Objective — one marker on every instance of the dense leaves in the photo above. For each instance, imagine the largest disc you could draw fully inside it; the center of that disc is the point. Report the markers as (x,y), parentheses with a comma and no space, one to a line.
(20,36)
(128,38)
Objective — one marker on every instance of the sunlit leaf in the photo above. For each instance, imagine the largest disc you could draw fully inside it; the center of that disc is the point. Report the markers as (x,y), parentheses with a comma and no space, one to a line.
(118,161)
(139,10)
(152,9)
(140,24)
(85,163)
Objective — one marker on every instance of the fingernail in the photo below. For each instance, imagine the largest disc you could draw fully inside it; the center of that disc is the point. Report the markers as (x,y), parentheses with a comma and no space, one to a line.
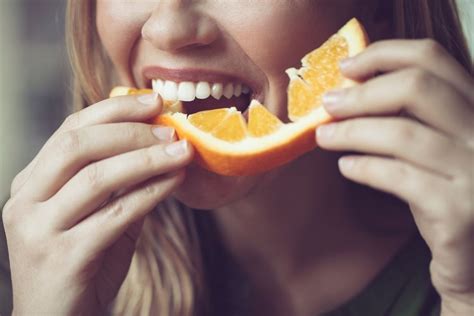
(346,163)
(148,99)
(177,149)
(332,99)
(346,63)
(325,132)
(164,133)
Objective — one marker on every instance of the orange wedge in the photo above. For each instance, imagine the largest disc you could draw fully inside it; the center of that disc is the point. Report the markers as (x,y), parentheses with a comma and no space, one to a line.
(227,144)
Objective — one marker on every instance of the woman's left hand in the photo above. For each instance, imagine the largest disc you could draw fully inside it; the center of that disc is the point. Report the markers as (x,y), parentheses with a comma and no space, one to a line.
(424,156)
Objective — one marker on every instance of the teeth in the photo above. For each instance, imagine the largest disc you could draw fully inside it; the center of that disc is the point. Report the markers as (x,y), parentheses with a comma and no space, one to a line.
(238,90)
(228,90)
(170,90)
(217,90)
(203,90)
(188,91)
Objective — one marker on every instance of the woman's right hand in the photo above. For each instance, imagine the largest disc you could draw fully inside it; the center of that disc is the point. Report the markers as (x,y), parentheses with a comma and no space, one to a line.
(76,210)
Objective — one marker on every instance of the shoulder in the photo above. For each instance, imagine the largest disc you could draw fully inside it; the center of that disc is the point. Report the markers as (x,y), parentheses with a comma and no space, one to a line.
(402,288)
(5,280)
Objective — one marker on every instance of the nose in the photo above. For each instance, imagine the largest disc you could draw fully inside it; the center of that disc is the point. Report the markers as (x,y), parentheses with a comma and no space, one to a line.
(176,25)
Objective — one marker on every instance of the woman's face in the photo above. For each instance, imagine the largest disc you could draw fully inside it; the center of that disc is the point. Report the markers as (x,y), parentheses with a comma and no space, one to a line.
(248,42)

--

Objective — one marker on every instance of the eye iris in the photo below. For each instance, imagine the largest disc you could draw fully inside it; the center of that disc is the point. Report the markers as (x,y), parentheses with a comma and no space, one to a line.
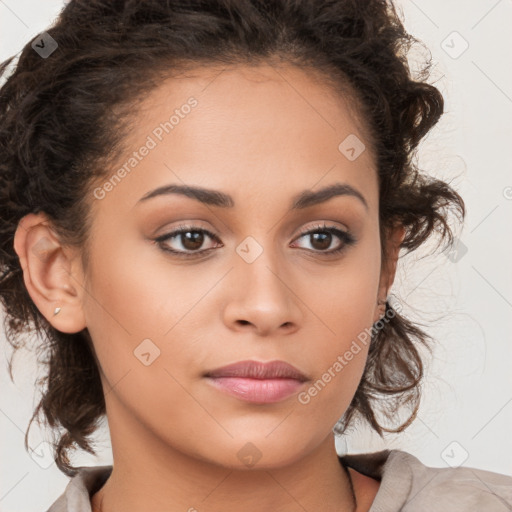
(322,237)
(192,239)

• **Work to complete**:
Which lines in the records above contain the word "hand", matching case exactly? Extract each of them in full.

• **Answer to this exercise**:
Objective — one marker on every instance of the woman's left hand in the photo above. For each instance, imagine the largest disc you could draw fully inside it; the center of that disc is the point. Report the markers as (x,y), parentheses with a comma and no space, one to a line.
Objective — one marker on every instance of the woman's right hand in the photo above. For each instance, imagine the largest disc you could draw fully inside it; the center of that disc is the point. Report the markers as (x,y), parentheses with a comma and no space, one to a line.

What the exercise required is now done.